*Directions for this task:*
Answer these questions using the news report on the Minnesota law:
1. At which prison was Dave Kampa attacked by an inmate?
2. To what amount per month did Kampa's insurance premiums rise?
3. What sentence did the inmate who assaulted Kampa receive?

*Text section:*
<<<<

ST. PAUL, Minn. - It's one of the rarest of feats -- a bill that wins unanimous approval in the Legislature. One that did officially takes effect today, providing some needed protection for many of Minnesota's correctional employees.

The law requires ongoing affordable health care for those rendered permanently disabled because of an assault in the line of duty - such as Dave Kampa. Kampa was attacked by an inmate at the Stillwater prison in 2010, and when his insurance premiums jumped to $1,600 a month he turned to his union, the Minnesota Association of Professional Employees, and the legislation took off from there.

"The corrections officers and all the people that go there every day -- they put their lives on the line because you never know what's going to happen," Kampa said. "You're dealing with guys who are never getting out of prison, and that's why I decided that I needed to fight to get the law."

Kampa suffered a brain injury during the prison assault and continues to struggle with various ailments including memory loss, painful migraines and seizures. He said the new law will help him focus on his continued recovery while also keeping his family afloat financially.

"I couldn't afford to pay the insurance out of my pocket," he said. "It would either have been pay my insurance or sell my house, and that was probably the next thing that was going to be on my list to do. When they finally did vote on the law, it gave us breathing room now to survive."

These protections covering many correctional workers already were on the books for Minnesota's police officers and firefighters. Kampa said they also should be extended to others who put themselves at risk working for the state in criminal justice.

"Anybody who works in the prison system or a jail or people who are at the state hospital or halfway houses that are run by the state," he said. "There are people - staff that are working in all these places - who are getting assaulted by offenders. It's happening all the time."

The inmate who assaulted Kampa was sentenced to a year and a day in prison - to begin if and when he finishes his life sentence for the 1996 murder of a teenage boy.

Text of the legislation, SF 1737, is online at revisor.mn.gov.

>>>>

*Recorded information:*
<<<<

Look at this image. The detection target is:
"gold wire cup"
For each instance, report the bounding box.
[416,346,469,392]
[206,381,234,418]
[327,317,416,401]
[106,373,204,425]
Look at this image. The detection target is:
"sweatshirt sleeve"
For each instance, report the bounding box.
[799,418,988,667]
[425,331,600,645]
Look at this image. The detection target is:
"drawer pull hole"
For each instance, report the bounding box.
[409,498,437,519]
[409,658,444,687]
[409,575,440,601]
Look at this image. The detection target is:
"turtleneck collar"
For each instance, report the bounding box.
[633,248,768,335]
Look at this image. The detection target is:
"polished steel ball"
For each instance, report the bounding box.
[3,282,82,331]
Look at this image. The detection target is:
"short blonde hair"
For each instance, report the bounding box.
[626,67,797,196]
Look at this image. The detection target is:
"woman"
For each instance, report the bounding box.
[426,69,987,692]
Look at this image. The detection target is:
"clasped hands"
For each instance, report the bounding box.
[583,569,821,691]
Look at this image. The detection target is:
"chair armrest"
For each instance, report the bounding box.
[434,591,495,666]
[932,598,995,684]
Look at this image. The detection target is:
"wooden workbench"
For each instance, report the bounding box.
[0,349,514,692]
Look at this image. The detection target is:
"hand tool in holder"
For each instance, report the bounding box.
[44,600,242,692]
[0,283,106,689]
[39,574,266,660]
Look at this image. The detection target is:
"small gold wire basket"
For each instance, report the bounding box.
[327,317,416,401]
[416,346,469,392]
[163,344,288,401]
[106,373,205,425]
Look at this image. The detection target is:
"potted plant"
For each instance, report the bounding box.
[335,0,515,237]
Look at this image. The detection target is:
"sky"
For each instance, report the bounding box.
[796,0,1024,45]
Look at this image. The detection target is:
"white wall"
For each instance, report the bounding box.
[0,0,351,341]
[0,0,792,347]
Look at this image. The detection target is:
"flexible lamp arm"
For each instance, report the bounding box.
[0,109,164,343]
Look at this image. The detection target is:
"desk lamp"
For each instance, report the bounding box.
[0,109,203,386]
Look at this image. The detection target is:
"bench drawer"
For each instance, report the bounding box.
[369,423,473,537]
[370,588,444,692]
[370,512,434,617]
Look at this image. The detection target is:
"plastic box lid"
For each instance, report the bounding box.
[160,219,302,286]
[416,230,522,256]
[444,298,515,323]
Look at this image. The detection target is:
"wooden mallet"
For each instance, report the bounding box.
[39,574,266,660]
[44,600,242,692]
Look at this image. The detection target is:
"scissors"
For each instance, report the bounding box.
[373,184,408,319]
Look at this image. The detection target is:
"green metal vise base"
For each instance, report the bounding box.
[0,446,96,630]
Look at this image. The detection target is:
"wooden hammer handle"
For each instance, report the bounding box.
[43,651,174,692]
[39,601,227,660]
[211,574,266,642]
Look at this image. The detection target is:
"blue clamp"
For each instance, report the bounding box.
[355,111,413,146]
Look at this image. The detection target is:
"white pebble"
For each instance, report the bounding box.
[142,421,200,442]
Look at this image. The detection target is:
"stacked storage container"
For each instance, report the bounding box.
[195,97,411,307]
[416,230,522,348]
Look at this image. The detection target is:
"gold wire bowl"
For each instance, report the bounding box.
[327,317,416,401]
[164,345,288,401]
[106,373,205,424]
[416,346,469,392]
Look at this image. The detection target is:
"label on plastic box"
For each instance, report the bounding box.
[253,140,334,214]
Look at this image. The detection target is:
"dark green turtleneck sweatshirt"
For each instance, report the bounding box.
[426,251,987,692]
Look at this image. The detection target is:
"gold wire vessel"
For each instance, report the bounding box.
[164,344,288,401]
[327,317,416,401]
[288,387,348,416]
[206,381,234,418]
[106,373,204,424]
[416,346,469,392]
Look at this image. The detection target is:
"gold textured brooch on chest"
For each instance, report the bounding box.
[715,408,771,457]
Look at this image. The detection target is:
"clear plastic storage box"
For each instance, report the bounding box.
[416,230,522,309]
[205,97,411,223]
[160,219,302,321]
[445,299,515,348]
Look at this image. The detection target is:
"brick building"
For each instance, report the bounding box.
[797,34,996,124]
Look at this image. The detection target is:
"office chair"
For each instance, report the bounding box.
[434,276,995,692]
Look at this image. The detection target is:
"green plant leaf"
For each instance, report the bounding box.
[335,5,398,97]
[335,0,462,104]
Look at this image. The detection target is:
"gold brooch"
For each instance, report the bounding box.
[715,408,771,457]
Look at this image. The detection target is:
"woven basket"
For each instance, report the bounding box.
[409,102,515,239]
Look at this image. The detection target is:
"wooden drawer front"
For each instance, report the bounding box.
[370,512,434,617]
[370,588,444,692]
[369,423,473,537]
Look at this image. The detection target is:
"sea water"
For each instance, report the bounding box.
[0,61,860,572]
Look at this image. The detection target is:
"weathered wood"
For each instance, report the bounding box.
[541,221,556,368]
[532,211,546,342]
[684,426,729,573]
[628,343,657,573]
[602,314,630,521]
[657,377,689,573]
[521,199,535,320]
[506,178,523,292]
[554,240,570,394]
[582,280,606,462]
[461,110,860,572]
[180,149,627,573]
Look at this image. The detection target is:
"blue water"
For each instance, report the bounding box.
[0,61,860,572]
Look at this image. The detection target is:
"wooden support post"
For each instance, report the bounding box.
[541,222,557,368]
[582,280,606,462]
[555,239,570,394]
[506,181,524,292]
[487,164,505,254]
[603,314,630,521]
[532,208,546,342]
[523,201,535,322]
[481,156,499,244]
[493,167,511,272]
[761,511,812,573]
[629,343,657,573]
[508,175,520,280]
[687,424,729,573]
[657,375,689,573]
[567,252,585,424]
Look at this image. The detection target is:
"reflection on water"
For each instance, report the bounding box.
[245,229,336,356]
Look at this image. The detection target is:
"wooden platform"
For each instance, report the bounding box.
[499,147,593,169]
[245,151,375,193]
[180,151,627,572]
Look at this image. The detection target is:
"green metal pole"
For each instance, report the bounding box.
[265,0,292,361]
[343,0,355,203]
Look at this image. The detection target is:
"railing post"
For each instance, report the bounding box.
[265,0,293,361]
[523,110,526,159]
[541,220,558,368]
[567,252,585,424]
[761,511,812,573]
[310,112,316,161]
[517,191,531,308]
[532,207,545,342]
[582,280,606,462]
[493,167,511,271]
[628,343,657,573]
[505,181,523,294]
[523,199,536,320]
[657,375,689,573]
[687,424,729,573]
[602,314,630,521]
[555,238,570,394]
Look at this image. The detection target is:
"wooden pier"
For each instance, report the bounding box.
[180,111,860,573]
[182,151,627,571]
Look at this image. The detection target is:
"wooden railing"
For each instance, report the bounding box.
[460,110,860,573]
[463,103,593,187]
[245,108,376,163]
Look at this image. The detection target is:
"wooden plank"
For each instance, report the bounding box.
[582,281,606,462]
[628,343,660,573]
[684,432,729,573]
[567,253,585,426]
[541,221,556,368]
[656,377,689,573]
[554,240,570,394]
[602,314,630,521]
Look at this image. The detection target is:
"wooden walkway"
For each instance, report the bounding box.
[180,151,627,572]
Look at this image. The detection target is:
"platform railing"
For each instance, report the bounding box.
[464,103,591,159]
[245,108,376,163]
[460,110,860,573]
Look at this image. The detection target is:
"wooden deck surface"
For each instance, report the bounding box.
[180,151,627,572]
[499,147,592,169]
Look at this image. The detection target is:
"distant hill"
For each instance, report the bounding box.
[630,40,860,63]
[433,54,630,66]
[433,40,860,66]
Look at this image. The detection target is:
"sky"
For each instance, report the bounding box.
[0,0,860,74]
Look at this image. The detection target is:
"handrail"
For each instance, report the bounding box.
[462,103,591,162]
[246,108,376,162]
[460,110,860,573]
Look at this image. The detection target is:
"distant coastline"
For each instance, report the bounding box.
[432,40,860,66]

>>>>
<<<<

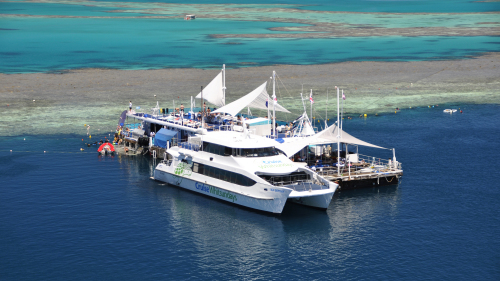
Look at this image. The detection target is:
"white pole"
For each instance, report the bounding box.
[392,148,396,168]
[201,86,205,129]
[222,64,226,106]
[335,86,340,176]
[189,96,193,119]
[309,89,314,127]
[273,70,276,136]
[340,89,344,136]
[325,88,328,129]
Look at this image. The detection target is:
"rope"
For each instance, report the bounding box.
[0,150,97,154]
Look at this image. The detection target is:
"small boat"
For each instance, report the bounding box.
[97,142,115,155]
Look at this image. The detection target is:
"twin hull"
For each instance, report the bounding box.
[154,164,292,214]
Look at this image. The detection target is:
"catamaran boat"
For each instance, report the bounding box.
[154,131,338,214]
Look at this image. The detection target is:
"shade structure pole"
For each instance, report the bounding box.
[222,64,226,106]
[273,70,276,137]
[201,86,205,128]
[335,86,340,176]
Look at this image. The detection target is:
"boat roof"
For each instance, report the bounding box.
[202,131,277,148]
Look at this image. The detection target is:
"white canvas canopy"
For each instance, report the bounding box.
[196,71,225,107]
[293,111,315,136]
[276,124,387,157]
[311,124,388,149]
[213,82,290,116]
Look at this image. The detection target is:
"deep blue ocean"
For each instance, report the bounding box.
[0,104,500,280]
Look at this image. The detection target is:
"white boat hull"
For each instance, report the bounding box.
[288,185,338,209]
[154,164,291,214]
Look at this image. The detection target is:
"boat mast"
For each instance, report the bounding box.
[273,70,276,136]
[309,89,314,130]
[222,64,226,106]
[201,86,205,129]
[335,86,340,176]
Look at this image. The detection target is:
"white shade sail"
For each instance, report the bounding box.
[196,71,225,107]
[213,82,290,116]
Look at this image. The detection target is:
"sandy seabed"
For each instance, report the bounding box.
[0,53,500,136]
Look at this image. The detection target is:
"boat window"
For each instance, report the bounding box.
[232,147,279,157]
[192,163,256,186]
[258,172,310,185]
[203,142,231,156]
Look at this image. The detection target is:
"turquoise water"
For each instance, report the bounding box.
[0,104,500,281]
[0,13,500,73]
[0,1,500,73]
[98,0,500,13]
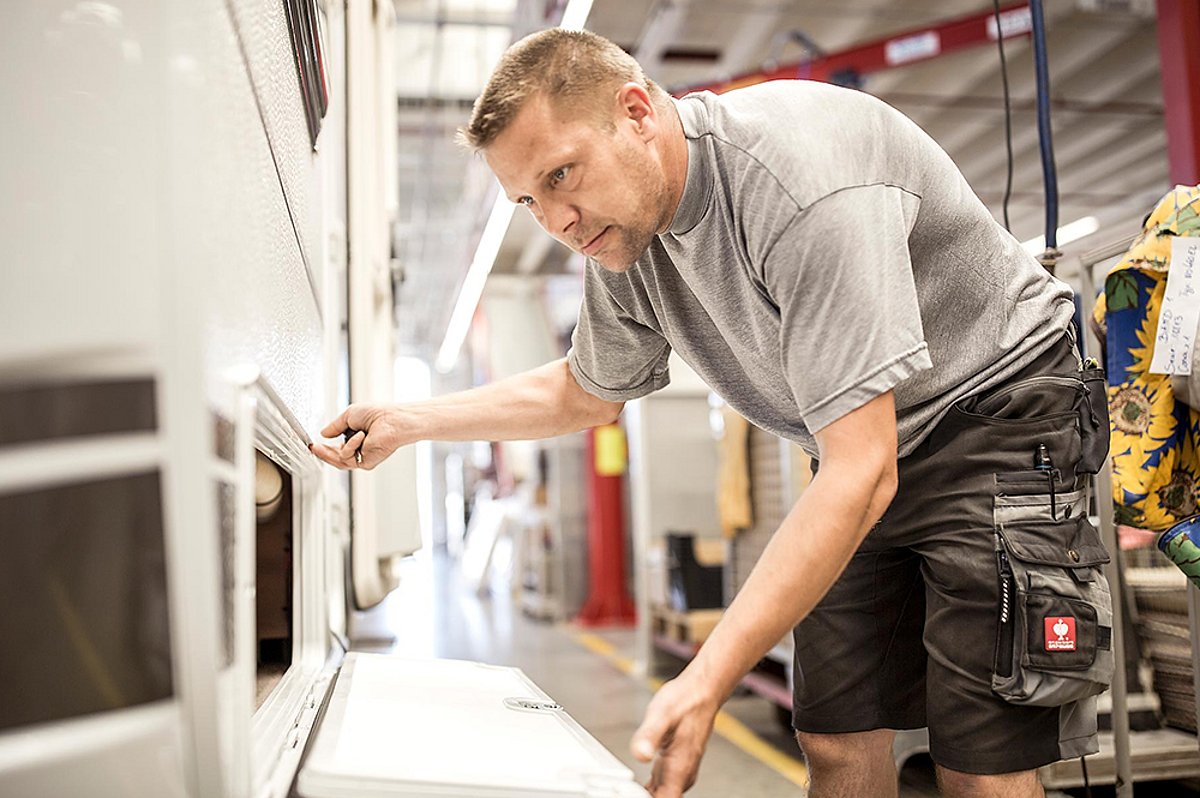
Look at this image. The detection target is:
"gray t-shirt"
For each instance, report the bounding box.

>>>>
<<<<

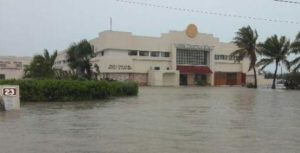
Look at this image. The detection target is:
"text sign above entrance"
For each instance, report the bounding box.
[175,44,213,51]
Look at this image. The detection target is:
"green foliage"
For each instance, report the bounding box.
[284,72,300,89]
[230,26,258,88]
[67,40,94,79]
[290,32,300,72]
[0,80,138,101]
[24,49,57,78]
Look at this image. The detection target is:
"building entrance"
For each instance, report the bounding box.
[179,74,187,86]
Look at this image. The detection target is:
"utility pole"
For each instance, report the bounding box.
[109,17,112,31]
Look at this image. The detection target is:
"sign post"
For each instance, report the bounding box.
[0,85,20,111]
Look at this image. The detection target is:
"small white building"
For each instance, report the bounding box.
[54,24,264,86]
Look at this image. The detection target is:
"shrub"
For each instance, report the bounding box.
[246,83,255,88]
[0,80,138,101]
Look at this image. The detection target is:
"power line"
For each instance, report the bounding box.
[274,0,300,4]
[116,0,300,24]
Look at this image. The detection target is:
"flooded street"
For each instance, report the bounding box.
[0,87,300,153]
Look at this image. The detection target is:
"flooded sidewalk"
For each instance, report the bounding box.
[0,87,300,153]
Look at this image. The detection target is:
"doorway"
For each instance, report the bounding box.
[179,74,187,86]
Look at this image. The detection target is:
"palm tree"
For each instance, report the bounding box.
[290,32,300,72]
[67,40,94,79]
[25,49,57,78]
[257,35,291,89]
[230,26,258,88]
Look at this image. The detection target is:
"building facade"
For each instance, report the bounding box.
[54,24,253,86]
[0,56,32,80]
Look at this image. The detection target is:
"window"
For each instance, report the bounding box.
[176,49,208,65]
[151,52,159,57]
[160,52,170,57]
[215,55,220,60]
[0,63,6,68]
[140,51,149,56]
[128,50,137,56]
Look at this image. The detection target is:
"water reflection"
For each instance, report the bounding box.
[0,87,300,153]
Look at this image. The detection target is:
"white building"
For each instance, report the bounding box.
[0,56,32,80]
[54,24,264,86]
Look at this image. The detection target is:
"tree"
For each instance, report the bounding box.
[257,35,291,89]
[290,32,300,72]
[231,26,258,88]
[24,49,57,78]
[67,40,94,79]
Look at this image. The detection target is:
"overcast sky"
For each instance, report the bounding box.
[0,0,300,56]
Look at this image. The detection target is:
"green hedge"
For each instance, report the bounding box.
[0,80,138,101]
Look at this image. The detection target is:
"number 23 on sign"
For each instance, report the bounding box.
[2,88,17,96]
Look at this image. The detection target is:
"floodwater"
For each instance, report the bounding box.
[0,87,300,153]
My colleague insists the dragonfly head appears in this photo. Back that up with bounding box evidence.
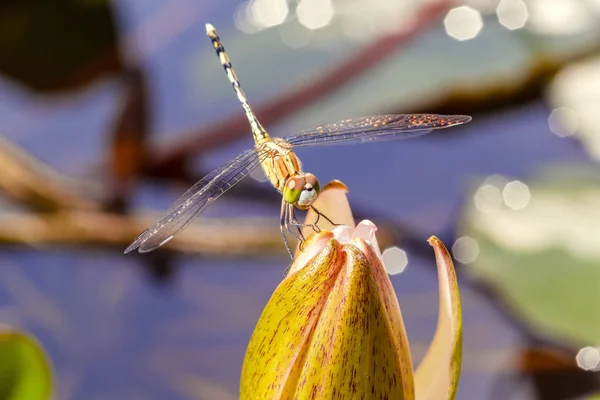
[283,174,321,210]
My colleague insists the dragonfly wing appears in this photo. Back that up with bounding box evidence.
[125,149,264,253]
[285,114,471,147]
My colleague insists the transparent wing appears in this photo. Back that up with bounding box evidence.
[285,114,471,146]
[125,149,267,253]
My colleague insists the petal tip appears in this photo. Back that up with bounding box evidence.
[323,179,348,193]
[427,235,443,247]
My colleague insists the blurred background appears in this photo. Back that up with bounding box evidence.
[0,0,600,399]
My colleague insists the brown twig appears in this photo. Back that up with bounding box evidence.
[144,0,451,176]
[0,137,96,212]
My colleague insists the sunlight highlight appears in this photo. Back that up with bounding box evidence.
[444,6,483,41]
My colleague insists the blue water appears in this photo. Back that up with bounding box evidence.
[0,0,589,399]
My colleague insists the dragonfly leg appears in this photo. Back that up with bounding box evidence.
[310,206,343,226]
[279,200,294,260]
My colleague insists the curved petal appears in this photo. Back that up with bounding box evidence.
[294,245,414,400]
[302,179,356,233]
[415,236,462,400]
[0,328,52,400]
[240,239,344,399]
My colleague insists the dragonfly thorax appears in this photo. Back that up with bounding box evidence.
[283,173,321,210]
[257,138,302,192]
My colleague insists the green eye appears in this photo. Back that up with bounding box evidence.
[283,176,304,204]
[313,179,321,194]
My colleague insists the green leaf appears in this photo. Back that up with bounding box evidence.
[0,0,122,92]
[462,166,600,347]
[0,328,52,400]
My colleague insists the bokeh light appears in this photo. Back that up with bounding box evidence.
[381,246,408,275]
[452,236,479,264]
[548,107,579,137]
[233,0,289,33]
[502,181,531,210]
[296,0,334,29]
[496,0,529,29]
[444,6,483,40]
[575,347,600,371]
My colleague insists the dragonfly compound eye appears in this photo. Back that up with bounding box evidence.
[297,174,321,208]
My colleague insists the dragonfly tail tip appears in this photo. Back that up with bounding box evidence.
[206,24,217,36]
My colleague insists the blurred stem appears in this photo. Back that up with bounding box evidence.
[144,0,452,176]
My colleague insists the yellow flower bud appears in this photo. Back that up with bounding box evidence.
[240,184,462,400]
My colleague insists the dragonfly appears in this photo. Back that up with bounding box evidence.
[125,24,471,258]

>>>>

*Output for this exercise:*
1. The Stillwater prison.
2. $1,600 a month.
3. A year and a day in prison, to begin if and when he finishes his life sentence for the 1996 murder of a teenage boy.